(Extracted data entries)
BEGIN

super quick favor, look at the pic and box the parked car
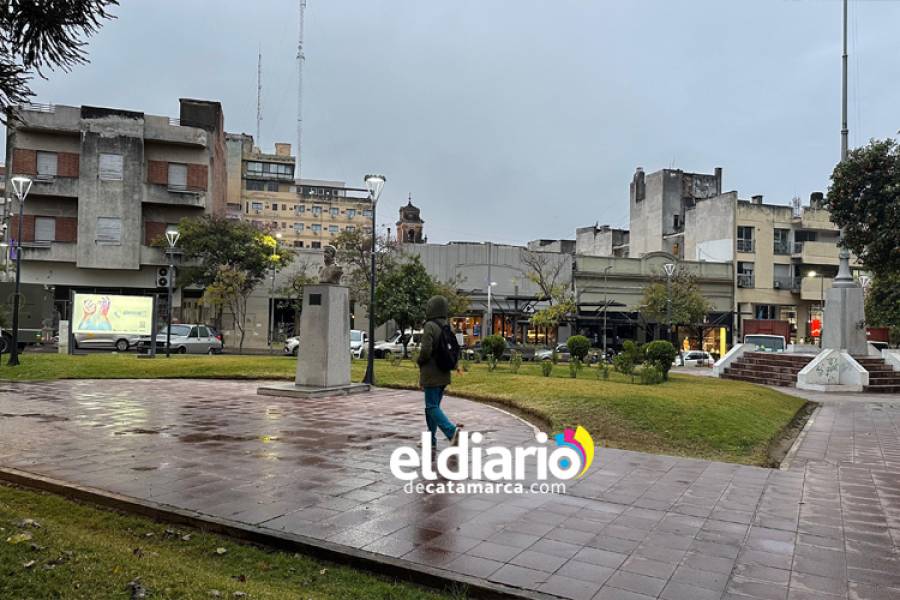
[674,350,713,367]
[373,330,422,358]
[350,329,367,359]
[137,324,223,355]
[534,343,571,362]
[207,326,225,349]
[74,331,142,352]
[744,334,786,353]
[465,340,534,361]
[284,336,300,356]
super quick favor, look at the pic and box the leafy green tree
[520,249,575,330]
[375,256,433,357]
[430,277,470,318]
[1,1,118,119]
[279,259,317,333]
[644,340,677,381]
[639,269,710,340]
[566,335,591,362]
[865,273,900,344]
[827,139,900,274]
[177,217,292,331]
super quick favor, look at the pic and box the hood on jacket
[425,295,449,320]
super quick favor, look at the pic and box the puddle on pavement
[179,433,254,443]
[0,413,70,423]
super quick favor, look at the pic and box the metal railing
[737,274,755,288]
[793,241,805,254]
[23,102,55,113]
[773,242,791,255]
[168,117,181,126]
[772,276,798,290]
[736,239,754,253]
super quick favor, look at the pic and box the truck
[0,282,56,353]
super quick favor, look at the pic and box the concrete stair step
[864,385,900,393]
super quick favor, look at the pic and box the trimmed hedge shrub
[566,335,591,362]
[481,335,507,361]
[644,340,677,380]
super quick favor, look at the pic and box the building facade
[3,99,227,324]
[225,134,373,250]
[684,191,863,342]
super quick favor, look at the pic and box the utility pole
[485,242,493,338]
[602,265,612,359]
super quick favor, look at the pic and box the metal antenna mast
[256,49,262,144]
[841,0,848,161]
[296,0,307,180]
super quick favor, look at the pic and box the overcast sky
[5,0,899,245]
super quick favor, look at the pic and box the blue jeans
[424,386,456,446]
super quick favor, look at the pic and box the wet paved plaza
[1,379,899,599]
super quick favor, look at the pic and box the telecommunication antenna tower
[256,49,262,144]
[296,0,307,180]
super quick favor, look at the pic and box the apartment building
[2,99,226,322]
[225,134,372,249]
[684,191,862,341]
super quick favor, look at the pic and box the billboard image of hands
[72,293,154,336]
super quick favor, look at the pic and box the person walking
[417,294,463,449]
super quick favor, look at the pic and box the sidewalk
[1,379,898,599]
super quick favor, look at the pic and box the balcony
[14,104,81,133]
[20,241,76,263]
[143,184,206,208]
[28,175,78,199]
[801,276,833,302]
[772,276,799,291]
[773,241,791,256]
[736,239,754,253]
[143,115,208,147]
[795,208,838,232]
[793,240,841,266]
[737,274,754,288]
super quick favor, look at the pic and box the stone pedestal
[258,284,369,398]
[822,286,868,356]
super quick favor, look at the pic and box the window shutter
[147,160,168,185]
[99,154,124,180]
[36,152,58,177]
[186,164,208,190]
[12,149,37,175]
[168,163,187,189]
[96,217,122,242]
[34,217,56,242]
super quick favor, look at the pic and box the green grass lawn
[0,483,456,600]
[0,353,806,465]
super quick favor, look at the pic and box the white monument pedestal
[822,285,868,356]
[258,284,369,398]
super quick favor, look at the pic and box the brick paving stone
[1,380,899,598]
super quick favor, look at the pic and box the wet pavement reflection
[1,379,899,599]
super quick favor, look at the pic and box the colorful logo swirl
[553,426,594,478]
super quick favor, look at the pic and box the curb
[779,402,821,471]
[0,467,555,600]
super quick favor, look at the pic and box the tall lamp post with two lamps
[663,263,676,343]
[7,176,33,366]
[164,228,181,358]
[362,174,385,386]
[268,232,283,352]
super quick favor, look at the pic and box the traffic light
[157,267,172,288]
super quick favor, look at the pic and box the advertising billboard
[72,293,154,336]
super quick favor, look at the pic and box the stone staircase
[855,357,900,393]
[721,352,815,387]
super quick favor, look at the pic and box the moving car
[137,324,223,355]
[74,332,141,352]
[674,350,713,367]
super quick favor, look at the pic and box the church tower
[396,194,425,244]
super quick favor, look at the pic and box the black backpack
[430,320,460,372]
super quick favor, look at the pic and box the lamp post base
[822,285,867,355]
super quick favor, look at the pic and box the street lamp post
[664,263,676,343]
[164,228,180,358]
[7,176,33,366]
[602,265,612,359]
[362,174,385,386]
[268,232,282,352]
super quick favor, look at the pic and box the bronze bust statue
[318,245,343,284]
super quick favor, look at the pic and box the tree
[566,335,590,361]
[334,228,398,311]
[201,265,252,352]
[177,217,292,332]
[279,259,317,333]
[430,277,470,318]
[865,273,900,344]
[375,256,433,357]
[1,1,118,120]
[638,269,710,341]
[826,138,900,274]
[520,249,575,330]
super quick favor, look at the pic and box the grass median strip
[0,483,456,600]
[0,354,806,465]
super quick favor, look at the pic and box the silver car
[74,331,142,352]
[138,324,223,355]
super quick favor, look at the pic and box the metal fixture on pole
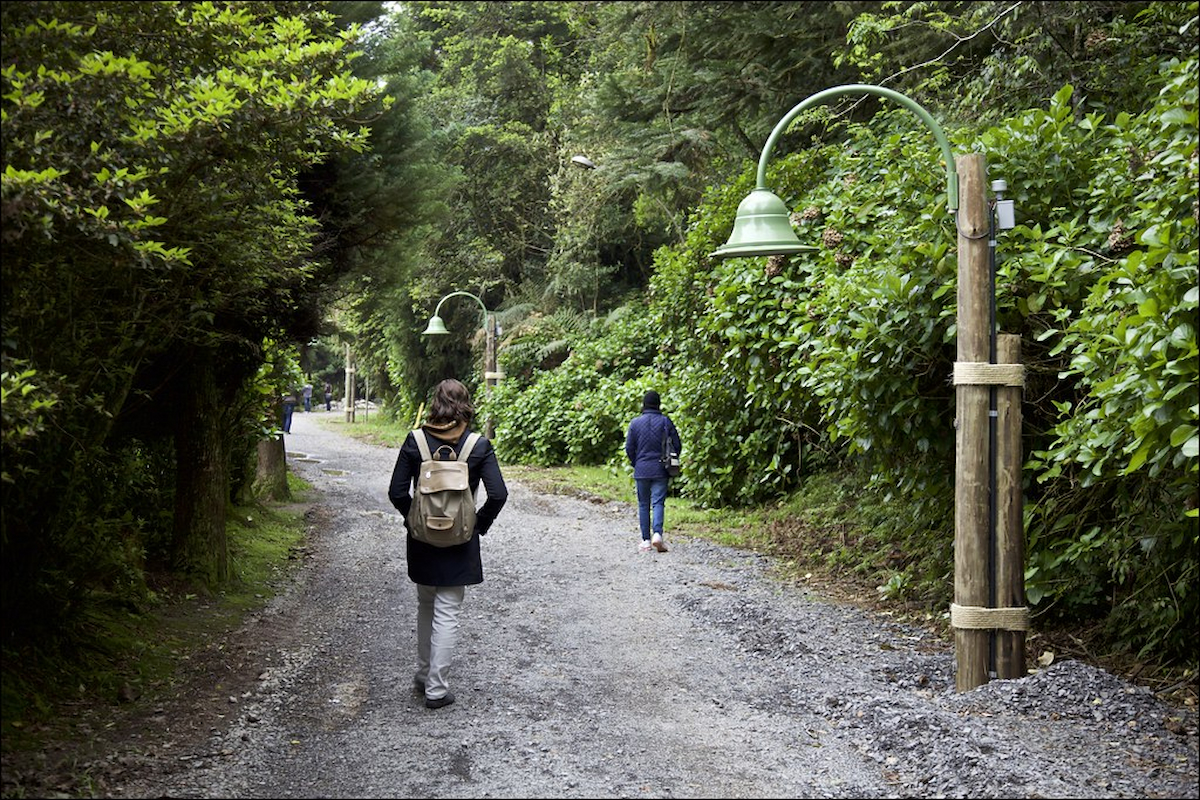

END

What you need to do » Restate word for word the lines that begin at the one containing "super quick favor, look at the pic and box the tree" and end with the final line of the records. Pictures stay out.

Result »
super quick favor, look at the pic and box the tree
[566,335,590,361]
[334,228,398,311]
[201,265,252,352]
[177,217,292,332]
[279,259,317,333]
[430,277,470,318]
[865,273,900,344]
[375,256,433,357]
[1,1,118,120]
[638,269,710,341]
[826,138,900,274]
[520,249,575,330]
super quick favor, look at the pic and box the grass median strip
[0,483,456,600]
[0,354,806,465]
super quick favor, look at the pic and box the silver car
[74,331,142,352]
[138,324,223,355]
super quick favor, look at the pic and box the metal fixture on pole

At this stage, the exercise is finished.